**What to do**. Please reproduce every line of the material below without changing anything.

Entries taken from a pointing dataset
● ● ● ●
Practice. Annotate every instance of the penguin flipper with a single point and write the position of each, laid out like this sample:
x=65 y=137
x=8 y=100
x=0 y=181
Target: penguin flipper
● ● ● ●
**Response for this exercise**.
Practice. Annotate every instance of the penguin flipper with a single point and write the position of each, laid out like this sample:
x=65 y=137
x=8 y=100
x=0 y=181
Target: penguin flipper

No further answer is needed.